- Brief: Which lines in the entries contain the word "above"? Find each one and copy the whole line. Case counts, so a match must have the same capital and lowercase letters.

- Material supplied:
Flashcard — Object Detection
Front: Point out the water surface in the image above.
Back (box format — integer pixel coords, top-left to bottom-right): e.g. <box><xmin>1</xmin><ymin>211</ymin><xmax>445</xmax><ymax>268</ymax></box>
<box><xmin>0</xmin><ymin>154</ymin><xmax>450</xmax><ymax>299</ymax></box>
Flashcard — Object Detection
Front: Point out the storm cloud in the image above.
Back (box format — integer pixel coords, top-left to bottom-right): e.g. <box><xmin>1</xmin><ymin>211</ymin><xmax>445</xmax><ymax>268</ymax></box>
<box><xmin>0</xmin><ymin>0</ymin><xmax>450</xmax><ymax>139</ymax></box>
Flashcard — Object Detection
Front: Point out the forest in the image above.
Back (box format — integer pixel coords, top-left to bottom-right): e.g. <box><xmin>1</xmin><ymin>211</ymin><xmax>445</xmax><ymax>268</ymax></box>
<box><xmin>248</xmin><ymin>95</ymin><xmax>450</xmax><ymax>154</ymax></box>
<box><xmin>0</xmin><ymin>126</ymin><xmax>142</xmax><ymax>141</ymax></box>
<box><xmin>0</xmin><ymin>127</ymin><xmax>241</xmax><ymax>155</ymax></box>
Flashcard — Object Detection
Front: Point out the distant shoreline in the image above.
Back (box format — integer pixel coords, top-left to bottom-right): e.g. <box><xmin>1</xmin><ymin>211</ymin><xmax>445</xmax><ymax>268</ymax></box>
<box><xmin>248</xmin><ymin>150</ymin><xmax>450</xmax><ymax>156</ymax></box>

- Result of this task:
Front: Point out the water surface in the image above.
Front: Point out the storm cloud in the image above.
Front: Point out the forest in the image above.
Front: Point out the distant shoreline in the image above.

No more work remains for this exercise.